SUPPLIED TEXT -

.....

Local public health authorities also publicly opined that they worried about pitting 'neighbour against neighbour' by imposing mask policies, as if the risk of lawlessness was a greater threat than viral spread. The strong preference for 'recommending' over mandating was pretty swiftly disproven once local bylaws were in place, both in terms of compliance and in terms of the lack of social upheaval that resulted. People react to clear and strong rules, not vague messaging, especially when the only way to get people to wear masks also involved them overcoming cultural norms against them.
In short, it's possible that public health experts know the science, but they fail to understand the social science, of spread prevention.
But because we don't know what advice is actually being given, it's the decision makers who ultimately should shoulder the blame. For example, we also saw unwarranted caution with respect to masks in daycares. Ontario's guidelines when daycares first reopened at the end of July did not impose a clear indoor mask-wearing rule for caregivers. These guidelines were revised as of September 1st to come into alignment with the policy for schools reopening. In our system of government, the people responsible for these calls are Doug Ford and his cabinet.

.....

Items from a data source:

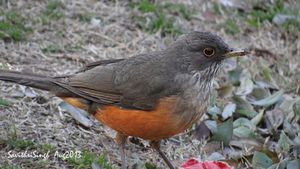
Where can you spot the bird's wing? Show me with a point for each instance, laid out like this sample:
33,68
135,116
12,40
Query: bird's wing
130,83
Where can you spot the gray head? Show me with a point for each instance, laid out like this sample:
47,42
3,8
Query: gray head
201,51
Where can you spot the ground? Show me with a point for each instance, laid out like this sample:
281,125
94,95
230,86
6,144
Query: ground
257,101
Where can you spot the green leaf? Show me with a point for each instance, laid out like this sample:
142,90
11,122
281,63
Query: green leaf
295,164
224,132
228,110
244,107
256,120
261,160
246,84
243,132
269,100
243,122
283,142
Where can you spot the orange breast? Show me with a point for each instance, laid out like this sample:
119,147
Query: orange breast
151,125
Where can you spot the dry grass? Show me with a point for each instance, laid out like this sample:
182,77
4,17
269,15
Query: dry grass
62,45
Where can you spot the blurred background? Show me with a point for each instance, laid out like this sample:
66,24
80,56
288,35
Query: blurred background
254,117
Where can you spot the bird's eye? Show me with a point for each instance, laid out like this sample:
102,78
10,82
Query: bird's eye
208,52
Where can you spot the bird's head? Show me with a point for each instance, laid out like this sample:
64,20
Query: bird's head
203,51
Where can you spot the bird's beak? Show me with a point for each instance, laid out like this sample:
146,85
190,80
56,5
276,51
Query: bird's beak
236,52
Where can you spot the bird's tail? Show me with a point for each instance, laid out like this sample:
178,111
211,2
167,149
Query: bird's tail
32,80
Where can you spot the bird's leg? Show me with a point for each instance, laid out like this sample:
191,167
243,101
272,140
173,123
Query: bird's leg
121,140
156,146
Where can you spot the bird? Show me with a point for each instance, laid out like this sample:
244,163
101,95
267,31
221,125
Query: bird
152,96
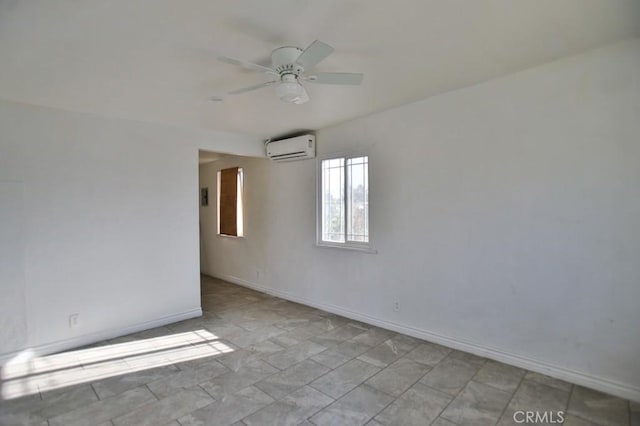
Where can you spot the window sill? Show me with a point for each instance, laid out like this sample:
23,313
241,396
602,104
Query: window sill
348,248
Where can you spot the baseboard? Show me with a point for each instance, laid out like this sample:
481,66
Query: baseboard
621,390
87,339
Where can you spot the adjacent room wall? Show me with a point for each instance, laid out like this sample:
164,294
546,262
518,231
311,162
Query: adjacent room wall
506,217
98,217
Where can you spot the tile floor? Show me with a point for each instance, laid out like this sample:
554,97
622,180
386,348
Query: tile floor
253,359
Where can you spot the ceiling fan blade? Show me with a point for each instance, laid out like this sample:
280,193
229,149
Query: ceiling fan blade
250,88
247,65
314,54
346,78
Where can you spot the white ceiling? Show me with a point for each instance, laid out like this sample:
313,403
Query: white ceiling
155,60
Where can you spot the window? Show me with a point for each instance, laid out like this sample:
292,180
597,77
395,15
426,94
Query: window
343,202
230,209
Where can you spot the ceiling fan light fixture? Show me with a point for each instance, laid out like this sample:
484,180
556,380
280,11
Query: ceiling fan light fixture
290,91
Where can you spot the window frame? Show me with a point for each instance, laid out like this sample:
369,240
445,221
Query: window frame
346,245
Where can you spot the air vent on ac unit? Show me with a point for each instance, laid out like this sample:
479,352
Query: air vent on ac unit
298,148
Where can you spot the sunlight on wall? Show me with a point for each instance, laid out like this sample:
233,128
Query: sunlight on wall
21,377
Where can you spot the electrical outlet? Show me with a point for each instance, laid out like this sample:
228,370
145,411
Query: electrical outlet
74,320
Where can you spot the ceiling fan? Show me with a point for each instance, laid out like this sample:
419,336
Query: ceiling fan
289,65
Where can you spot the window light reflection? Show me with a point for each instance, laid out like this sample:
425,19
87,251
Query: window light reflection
21,377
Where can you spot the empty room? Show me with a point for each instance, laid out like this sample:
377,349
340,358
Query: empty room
320,212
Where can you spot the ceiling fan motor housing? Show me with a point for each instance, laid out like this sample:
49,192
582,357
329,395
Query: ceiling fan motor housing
284,60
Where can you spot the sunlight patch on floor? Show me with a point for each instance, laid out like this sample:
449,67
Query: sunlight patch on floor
22,377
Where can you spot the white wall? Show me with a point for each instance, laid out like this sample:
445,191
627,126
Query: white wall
506,218
97,217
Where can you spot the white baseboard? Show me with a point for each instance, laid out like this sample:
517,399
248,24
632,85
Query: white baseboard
87,339
621,390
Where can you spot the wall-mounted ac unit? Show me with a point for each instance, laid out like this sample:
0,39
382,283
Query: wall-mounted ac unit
298,148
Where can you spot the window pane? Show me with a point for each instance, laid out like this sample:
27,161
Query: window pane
333,214
358,199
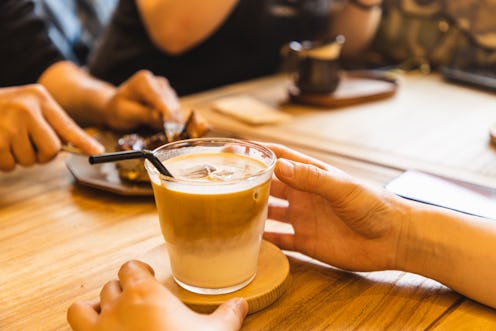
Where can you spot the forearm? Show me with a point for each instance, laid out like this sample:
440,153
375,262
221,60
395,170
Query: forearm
358,25
455,249
176,26
82,96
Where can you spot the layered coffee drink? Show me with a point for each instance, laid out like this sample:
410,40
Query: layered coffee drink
212,213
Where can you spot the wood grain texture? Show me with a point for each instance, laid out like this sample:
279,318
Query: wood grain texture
61,242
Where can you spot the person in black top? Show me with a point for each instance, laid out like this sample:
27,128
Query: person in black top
32,122
199,45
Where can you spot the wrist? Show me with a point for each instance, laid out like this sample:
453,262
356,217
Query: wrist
422,246
366,5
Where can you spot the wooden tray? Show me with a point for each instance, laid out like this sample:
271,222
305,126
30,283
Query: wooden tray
271,281
354,88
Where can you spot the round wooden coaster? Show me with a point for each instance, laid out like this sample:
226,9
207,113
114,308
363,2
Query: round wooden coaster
270,283
354,88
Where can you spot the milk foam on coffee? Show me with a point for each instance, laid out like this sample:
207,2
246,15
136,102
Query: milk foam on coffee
212,216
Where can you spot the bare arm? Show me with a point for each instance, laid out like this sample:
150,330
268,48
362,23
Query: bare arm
344,223
176,26
357,25
81,95
144,99
455,249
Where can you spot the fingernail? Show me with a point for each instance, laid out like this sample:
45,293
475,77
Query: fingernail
241,305
286,168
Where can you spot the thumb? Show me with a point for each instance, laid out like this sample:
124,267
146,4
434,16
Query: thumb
332,183
230,315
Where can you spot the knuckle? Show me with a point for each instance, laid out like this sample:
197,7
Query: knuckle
38,90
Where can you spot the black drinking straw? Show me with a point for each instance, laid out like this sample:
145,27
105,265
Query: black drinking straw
128,155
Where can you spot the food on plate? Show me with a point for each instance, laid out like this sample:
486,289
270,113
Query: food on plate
134,170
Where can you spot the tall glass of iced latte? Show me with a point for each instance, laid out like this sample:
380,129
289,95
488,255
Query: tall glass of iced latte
212,211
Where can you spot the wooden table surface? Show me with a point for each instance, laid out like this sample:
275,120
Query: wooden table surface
61,241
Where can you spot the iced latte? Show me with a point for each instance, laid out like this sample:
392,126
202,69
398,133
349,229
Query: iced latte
212,212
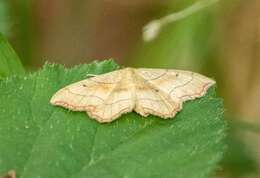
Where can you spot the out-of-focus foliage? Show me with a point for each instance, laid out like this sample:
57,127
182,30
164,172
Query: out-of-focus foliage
4,17
10,63
220,41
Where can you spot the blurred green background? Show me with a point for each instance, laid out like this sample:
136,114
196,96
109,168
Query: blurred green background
220,41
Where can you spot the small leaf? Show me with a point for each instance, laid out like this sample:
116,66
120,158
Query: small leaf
40,140
9,61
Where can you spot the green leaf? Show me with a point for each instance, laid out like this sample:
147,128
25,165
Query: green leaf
40,140
4,17
9,61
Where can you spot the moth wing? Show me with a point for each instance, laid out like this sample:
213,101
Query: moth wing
98,96
166,90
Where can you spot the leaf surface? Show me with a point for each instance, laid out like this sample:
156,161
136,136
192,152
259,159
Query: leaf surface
39,140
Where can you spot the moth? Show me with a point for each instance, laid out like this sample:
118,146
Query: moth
160,92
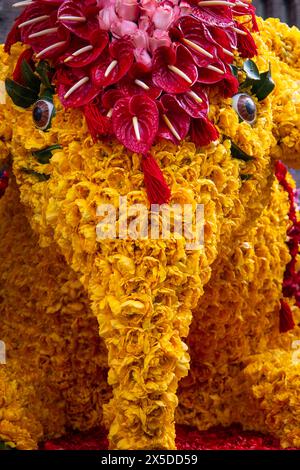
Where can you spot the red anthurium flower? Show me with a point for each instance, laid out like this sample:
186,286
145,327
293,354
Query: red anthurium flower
81,53
246,44
114,63
242,10
174,70
14,35
226,42
212,74
75,87
98,124
110,97
220,16
135,122
78,17
174,122
139,86
47,39
194,102
27,56
203,132
31,12
197,38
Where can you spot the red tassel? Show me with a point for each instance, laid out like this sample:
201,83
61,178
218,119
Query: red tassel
156,186
26,55
286,317
98,124
4,177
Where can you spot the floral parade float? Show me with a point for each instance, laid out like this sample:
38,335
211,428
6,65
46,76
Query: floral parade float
182,102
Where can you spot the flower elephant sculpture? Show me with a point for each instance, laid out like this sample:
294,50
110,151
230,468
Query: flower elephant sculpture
159,103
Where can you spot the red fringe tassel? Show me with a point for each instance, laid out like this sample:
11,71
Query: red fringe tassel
156,186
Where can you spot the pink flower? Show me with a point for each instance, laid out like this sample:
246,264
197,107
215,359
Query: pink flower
158,39
141,39
142,56
107,17
105,3
185,8
149,7
165,15
144,23
122,28
127,9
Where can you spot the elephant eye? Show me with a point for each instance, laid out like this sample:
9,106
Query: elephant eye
245,107
42,114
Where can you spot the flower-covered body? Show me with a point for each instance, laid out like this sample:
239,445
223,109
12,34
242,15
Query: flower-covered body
145,293
180,49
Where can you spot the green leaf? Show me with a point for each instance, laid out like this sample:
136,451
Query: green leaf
246,177
251,70
238,153
43,69
47,94
21,96
234,70
40,176
32,81
43,156
246,84
264,86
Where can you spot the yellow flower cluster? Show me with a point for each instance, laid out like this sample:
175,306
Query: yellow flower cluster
242,369
143,292
55,376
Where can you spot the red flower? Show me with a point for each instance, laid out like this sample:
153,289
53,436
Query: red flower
46,34
174,70
135,122
225,40
79,9
242,10
212,16
203,132
246,44
194,102
114,63
110,97
139,86
66,79
229,85
94,48
211,76
196,37
35,10
98,124
174,122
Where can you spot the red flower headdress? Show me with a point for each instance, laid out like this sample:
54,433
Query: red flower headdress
139,69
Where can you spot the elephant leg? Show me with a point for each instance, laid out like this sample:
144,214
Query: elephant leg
143,305
270,398
55,375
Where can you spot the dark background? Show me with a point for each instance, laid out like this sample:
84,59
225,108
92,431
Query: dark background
287,10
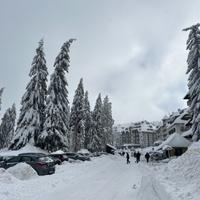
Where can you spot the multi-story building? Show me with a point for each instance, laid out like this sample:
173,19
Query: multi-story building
141,134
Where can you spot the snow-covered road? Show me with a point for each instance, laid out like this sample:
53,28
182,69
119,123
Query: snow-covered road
105,178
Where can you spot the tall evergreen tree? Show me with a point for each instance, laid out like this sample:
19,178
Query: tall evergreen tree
1,92
107,121
193,61
7,127
77,119
56,127
31,117
97,127
88,121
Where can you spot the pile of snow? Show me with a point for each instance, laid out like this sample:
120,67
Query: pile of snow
58,152
187,165
27,149
84,151
151,189
5,177
22,171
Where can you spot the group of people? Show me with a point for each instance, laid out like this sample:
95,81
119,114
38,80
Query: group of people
137,156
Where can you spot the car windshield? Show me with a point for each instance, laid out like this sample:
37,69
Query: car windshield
45,159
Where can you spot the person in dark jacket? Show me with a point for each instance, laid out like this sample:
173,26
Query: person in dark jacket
147,156
127,158
138,157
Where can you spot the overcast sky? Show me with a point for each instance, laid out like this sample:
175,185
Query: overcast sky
131,50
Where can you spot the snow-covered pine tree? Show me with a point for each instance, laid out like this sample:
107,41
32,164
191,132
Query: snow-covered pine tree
31,117
107,121
97,127
7,127
88,121
77,119
1,92
55,134
193,61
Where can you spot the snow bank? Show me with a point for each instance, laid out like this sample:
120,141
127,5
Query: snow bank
187,165
22,171
151,189
83,151
58,152
5,177
27,149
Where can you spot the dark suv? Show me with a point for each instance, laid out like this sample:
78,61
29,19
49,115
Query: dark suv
58,158
42,164
76,156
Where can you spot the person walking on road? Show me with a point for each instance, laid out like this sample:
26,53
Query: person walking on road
127,158
147,156
138,157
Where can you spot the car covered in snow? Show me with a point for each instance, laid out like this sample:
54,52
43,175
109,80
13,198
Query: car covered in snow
41,163
77,156
157,155
59,157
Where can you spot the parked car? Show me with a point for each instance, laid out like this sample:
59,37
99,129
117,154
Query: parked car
42,164
157,155
76,156
3,160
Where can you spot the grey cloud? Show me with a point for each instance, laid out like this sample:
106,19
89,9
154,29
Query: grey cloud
132,50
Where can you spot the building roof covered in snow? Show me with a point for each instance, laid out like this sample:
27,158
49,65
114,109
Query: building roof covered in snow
142,126
176,141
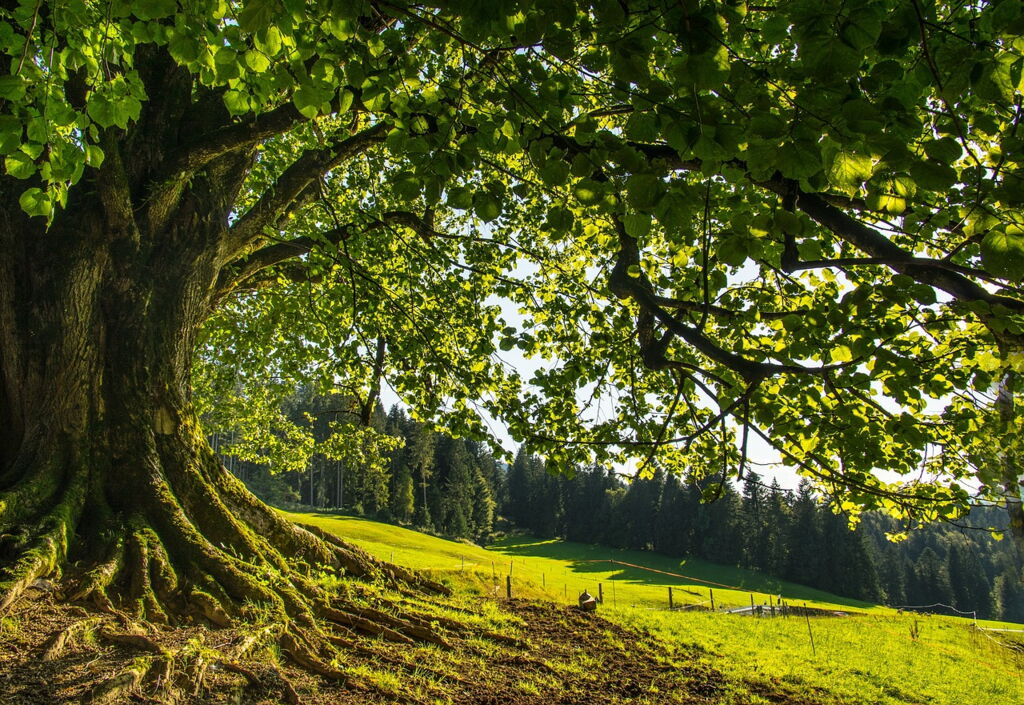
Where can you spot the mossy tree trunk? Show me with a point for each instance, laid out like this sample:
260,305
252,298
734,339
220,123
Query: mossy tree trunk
103,466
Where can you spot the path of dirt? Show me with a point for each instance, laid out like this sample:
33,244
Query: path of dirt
564,657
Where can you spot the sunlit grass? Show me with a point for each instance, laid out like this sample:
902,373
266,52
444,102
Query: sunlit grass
875,656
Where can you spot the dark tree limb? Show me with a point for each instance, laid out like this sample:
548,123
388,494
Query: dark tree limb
294,182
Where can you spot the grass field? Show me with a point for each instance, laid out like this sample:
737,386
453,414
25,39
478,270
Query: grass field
875,655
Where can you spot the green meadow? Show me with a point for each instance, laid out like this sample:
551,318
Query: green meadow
869,655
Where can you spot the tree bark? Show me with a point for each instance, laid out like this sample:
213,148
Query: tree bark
107,481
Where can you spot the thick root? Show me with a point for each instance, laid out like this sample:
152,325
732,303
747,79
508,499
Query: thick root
60,641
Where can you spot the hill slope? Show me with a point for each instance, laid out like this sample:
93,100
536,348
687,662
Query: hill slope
872,656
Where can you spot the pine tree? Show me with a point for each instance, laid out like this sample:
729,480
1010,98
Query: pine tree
804,562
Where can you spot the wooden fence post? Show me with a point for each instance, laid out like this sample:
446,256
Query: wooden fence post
810,633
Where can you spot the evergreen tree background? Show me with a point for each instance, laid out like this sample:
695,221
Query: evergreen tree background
456,488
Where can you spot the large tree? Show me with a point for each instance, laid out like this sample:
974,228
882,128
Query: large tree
804,218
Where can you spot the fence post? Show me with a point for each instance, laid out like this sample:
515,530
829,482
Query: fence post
810,633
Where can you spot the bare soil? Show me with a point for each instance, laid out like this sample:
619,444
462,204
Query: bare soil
559,656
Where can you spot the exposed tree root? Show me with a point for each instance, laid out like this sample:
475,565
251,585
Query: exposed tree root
59,643
180,543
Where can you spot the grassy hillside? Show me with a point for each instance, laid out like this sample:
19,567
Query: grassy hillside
875,655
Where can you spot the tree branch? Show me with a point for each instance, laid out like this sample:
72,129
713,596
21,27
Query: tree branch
293,182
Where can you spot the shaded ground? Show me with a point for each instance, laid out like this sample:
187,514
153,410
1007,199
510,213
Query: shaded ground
544,655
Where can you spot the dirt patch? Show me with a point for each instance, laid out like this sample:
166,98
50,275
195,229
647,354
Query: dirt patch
558,656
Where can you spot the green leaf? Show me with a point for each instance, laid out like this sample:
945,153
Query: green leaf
256,60
310,101
12,87
460,198
485,206
1003,253
237,101
258,14
849,170
933,175
637,224
588,192
10,133
642,191
19,165
945,150
842,354
36,202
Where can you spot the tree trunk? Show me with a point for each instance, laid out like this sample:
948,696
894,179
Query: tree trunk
107,482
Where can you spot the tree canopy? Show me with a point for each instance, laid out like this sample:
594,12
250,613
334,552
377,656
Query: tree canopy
800,221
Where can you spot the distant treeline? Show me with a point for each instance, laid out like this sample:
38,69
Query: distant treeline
791,535
456,488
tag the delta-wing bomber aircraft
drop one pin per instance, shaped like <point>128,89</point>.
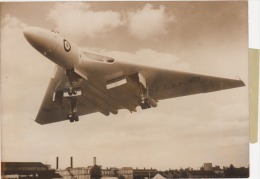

.....

ASSIGNMENT 1 - According to the passage on mask policies, as of what date were Ontario's daycare guidelines revised?
ASSIGNMENT 2 - Write a continuation of the passage on mask policies, picking up after its final sentence.
The records are separate from the passage on mask policies and unrelated to it.

RESPONSE 1 - September 1st.

RESPONSE 2 -
Most recently, the public health communication over testing has been simply atrocious. A massive backlog has developed as more and more people seek testing (including many parents of children who develop symptoms of being sick). The lack of preparedness on this aspect is galling, a total policy failure when the province has had 7 months to prepare ahead of a 2nd wave. But the backlog has now compelled authorities to recommend people not show up to main testing sites if they are asymptomatic, a preposterously foolish notion that will undoubtedly discourage some from bothering to get tested even if they may have been exposed.
In fact, the litany of policy failures the Ford government is racking up would be impressive if we weren't living in a literal emergency. The government was abysmally slow on sensible and commonsense policies like masks. It managed to build up testing after some delay, but has let our testing capacity plateau to the point that the backlog itself is now a legitimate emergency. The unwillingness to put real resources and innovating thinking into the re-opening of schools is proving to be the disaster critics warned about. The province seems to have been unable to develop an effective tracing regime (or, at least, are not being transparent about where cases are emanating. Fully half of newly reported cases are coming in with no known source. Locally, authorities sometimes refuse to name the locations of specific outbreaks).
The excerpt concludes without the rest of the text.